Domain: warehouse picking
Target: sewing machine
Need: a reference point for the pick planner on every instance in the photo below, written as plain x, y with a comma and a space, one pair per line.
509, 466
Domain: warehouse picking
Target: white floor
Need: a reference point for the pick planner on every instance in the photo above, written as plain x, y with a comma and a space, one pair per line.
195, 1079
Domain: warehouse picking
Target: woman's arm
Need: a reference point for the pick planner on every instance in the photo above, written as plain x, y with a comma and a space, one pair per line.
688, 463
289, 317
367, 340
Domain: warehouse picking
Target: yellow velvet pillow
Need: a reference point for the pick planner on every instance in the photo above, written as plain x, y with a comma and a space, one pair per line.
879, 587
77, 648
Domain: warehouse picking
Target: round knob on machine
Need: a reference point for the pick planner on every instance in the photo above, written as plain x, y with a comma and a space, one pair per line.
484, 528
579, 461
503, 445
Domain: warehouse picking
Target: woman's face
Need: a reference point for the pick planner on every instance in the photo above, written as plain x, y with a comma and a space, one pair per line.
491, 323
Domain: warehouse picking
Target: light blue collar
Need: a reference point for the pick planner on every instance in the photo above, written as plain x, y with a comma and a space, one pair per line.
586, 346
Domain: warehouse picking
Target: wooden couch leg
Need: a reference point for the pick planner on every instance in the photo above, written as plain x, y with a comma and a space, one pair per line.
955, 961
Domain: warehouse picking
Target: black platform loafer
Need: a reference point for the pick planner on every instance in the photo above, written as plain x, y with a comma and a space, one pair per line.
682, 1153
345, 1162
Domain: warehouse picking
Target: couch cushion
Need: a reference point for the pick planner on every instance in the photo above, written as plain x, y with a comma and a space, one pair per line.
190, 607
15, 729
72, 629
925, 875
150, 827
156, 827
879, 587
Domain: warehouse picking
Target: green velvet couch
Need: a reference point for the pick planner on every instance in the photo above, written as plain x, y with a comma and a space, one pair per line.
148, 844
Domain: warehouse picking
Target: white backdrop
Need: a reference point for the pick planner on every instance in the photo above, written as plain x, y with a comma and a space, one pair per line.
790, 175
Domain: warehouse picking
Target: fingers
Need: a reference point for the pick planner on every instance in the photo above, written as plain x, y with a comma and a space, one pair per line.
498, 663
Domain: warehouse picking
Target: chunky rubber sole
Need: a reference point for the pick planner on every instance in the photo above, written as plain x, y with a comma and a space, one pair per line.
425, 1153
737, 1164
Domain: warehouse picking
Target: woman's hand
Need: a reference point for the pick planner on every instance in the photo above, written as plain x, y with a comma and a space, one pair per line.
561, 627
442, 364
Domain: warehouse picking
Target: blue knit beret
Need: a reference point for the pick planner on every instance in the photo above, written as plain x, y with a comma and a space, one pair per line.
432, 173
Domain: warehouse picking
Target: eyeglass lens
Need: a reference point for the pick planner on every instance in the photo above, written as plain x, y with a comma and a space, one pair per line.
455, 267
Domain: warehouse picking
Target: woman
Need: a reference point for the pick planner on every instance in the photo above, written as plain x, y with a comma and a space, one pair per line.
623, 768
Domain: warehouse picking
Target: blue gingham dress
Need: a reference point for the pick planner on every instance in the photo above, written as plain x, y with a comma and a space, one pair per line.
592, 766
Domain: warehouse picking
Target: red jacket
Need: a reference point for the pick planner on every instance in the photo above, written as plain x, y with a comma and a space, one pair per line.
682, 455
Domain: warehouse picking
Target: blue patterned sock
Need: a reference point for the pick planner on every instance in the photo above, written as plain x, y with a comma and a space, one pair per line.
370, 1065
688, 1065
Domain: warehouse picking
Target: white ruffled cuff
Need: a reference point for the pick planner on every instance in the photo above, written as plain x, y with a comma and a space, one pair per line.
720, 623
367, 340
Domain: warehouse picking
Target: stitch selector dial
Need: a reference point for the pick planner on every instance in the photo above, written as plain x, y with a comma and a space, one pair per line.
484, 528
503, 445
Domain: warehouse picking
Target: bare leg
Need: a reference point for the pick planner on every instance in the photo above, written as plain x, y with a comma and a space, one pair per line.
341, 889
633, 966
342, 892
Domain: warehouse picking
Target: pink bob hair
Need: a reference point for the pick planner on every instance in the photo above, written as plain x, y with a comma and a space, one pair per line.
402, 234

Set task:
Copy each line of the listing above that contains the string "woman".

Task result:
Target: woman's arm
Target: woman's face
Target: woman's hand
Target: woman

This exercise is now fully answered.